## Start INPUT

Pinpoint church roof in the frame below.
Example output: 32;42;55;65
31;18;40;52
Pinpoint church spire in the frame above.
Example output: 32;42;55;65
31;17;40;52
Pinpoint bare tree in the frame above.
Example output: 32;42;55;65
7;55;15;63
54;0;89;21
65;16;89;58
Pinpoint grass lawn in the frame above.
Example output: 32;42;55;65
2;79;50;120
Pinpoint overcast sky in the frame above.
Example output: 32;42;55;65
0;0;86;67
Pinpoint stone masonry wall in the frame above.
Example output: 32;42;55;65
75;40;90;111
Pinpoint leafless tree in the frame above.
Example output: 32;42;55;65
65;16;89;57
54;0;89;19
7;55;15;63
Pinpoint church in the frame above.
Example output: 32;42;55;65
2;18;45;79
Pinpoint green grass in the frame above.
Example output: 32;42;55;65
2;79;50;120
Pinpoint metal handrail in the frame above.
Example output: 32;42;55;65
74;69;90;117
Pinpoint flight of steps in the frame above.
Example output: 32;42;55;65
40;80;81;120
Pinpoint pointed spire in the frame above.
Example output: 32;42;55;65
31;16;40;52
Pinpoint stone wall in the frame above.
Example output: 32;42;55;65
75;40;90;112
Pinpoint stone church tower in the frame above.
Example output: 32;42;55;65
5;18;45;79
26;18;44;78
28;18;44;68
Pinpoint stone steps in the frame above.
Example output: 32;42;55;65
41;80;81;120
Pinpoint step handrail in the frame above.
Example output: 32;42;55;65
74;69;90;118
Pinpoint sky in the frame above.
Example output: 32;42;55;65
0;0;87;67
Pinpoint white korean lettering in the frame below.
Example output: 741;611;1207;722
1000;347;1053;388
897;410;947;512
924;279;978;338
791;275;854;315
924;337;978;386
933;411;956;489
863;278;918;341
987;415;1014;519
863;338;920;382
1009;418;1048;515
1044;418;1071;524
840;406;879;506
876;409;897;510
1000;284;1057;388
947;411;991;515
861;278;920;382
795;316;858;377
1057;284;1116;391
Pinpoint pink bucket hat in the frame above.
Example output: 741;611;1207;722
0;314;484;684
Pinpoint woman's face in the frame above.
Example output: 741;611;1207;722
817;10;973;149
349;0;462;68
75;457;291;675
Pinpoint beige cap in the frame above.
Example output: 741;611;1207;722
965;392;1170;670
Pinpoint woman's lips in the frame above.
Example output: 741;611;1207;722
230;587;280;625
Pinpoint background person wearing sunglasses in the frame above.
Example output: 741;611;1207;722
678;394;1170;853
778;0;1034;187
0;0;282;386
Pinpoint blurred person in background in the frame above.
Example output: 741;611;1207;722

## End INPUT

**OBJECTIVE:**
Copy all of the entries above verbatim, line for line, from the first through the last.

**SOLVED PROBLEM:**
Pinpoint church roof in the frame below.
Example output: 32;42;55;65
31;18;40;52
Pinpoint church spire in the frame above.
Example output: 32;42;55;65
31;17;40;52
Pinpoint bare tree in the frame above.
Example output: 32;42;55;65
7;55;15;63
54;0;89;21
65;16;89;58
Pinpoint grass lawn in the frame above.
Example output: 32;42;55;65
2;79;50;120
Pinpoint overcast sky in the frame above.
Example output: 32;42;55;65
0;0;86;67
Pinpoint stone masonry wall in the frame above.
Example output: 32;42;55;65
75;40;90;111
Pinpoint leafless tree in the frame above.
Example output: 32;42;55;65
65;16;89;57
54;0;89;19
7;55;15;63
Pinpoint church in the frame above.
Example output: 32;42;55;65
2;18;45;79
Pinpoint green grass in the frame above.
Example output: 32;42;55;65
2;79;50;120
Pinpoint metal handrail in the frame above.
Example output: 32;42;55;65
74;69;90;117
Pinpoint flight of steps in the frame above.
Example output: 32;42;55;65
40;80;81;120
Pinpoint pointed spire in the frame above.
Example output: 32;42;55;65
31;16;40;52
Pinpoint stone wall in the frame above.
Example output: 32;42;55;65
75;40;90;112
Pinpoint stone church tower in the frame above.
Example output: 32;42;55;65
5;18;45;79
26;18;44;78
28;18;44;68
Pinpoint stone steps in the frame above.
Example output: 32;42;55;65
41;80;81;120
Pinpoint step handrail in the frame above.
Example output: 32;42;55;65
74;69;90;118
Pinpoint sky in the frame above.
Example output: 32;42;55;65
0;0;87;67
Pinpoint white korean lettering in the frame below.
Example output: 741;611;1207;722
1000;347;1053;388
897;410;947;512
924;279;978;338
791;275;854;315
924;337;978;386
933;411;956;489
863;278;918;341
987;415;1014;519
863;338;920;382
1009;418;1048;515
1044;418;1071;524
840;406;879;506
876;409;897;510
1000;284;1057;388
947;411;991;515
861;278;920;382
795;316;858;377
1057;284;1116;391
Pinpoint pink bucket hat in the frame above.
Example output: 741;611;1207;722
0;314;484;684
Pinpoint woman's face in the frame above.
Example output: 741;611;1207;722
817;10;973;149
349;0;462;68
75;457;291;675
Pinpoint beige cap in the frame above.
Example output: 741;611;1207;722
965;392;1170;670
Pinpoint woman's lips in the frame above.
Example output: 741;611;1207;722
230;587;280;625
Pinpoint background person wearing sunglasses in the frame above.
Example output: 741;611;1207;722
678;394;1170;853
778;0;1034;187
0;0;282;386
Pinpoint blurred person in background in the frame above.
Example output: 741;611;1207;722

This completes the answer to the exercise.